[Extrait du document]
>>>>

Près de 400 pages. C’est un pavé que Mohamed Mbougar Sarr propose aux lecteurs après son premier roman Terre ceinte qui a révélé au grand public ce virtuose de l’écriture. Cette fois-ci, il nous plonge dans un entre-deux. En terre sicilienne. Des migrants africains venant de Libye par des embarcations de fortune, parfois, arrivent à accoster. C’est le cas de 72 hommes qui ont échoué sur cette île. Mohamed Mbougar Sarr entreprend de décrire l’accueil de ces migrants, le regard de celles et ceux qui voient arriver ces hommes, ces femmes par vagues successives. C’est aussi toutes les projections et les désillusions de ces migrants qui pensaient - en ayant fait la traversée de la Méditerranée et du Sahara - avoir réalisé le plus difficile.
Comme c’était déjà le cas dans Terre ceinte, Mbougar Sarr multiplie les prises de paroles, laissant le choeur s’exprimer sur les affres des incompréhensions humaines, des élans de générosité, les pulsions de haine que génèrent ces ragazzi, ces gars. Le mot est chaleureux : ragazzi. Ces prises de paroles prennent des formes littéraires très singulières. La prose bien entendue. La poésie souvent. Le théâtre parfois quand Fousseyni Traoré, un jeune ragazzi tente d’expliquer à celle qu’il aime les raisons qui l'ont poussé son départ. Le carnet intime de Jogoy nous permet d’avoir accès à l’intériorité de ce médiateur, cet homme qui lui même a échoué sur une plage quand tous les membres de son bateau se sont noyés, il y a plusieurs années de cela. Il connait plusieurs langues. Il essaie de tisser un lien complexe à établir avec les ragazzi, tant est grande l’impatience de ceux qui attendent d’avoir des papiers pour subvenir à leurs propres besoins et enfin subvenir de ceux qui sont restés.

<<<<

[Objectif énoncé 1]
Dans l'extrait sur le roman de Mohamed Mbougar Sarr, combien d'hommes ont échoué sur l'île sicilienne ?
[Objectif énoncé 2]
Pouvez-vous prolonger l'extrait sur le roman de Mohamed Mbougar Sarr à partir de sa dernière phrase ?

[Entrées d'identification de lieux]
>>>>

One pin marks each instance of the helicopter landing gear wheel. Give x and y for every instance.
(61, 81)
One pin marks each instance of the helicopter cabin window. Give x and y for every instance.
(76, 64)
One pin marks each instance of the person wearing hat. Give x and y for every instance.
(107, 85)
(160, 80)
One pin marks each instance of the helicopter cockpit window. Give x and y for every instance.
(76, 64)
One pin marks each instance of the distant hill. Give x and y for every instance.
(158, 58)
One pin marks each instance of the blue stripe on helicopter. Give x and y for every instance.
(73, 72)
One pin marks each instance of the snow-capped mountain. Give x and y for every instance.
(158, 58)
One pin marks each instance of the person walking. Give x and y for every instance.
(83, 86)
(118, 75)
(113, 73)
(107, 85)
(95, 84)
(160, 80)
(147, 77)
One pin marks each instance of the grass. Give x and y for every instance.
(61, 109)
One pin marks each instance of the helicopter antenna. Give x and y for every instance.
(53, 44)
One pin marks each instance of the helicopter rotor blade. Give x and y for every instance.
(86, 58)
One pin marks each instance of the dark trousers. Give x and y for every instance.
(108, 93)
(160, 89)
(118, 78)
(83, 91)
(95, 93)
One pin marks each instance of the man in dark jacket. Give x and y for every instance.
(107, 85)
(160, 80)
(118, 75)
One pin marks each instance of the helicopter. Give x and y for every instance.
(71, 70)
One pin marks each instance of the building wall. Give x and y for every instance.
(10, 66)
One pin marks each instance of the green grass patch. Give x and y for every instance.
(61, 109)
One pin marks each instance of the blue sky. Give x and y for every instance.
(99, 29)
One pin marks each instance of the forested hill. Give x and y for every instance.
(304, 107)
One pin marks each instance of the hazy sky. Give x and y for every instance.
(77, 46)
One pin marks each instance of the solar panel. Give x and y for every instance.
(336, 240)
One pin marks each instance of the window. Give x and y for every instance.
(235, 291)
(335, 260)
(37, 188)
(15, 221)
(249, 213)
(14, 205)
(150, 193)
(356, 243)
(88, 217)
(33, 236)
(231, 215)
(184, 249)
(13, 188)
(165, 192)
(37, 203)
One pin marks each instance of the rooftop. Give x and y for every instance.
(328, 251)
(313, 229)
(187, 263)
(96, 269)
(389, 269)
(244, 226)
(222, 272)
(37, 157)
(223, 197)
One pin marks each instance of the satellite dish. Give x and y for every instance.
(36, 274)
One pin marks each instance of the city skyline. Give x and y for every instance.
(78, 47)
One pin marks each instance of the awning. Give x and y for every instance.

<<<<

[Réponse rédigée 1]
72 hommes.

[Réponse rédigée 2]
Nuances Naturellement, chez ce jeune auteur sénégalais, les choses sont loin d’être simples et il ne tombe pas le manichéisme primaire ou le misérabilisme. Il joue une partition où chaque élément de ce choeur hétérogène va s’exprimer. On s’attache à certains personnages. Mais le lecteur aura peut-être tort de faire preuve d’empathie trop rapidement. Parce que dans le plus vil personnage, on peut trouver une once d’humanité. De même, dans certaines conditions, un personnage angélique peut libérer un trop plein de frustration, de rancoeur et réduire à néant ce que certains percevaient un voile d’innocence. Peut-être y-a-t-il là une démarche systématique qui pourrait nuire au propos général de l’auteur.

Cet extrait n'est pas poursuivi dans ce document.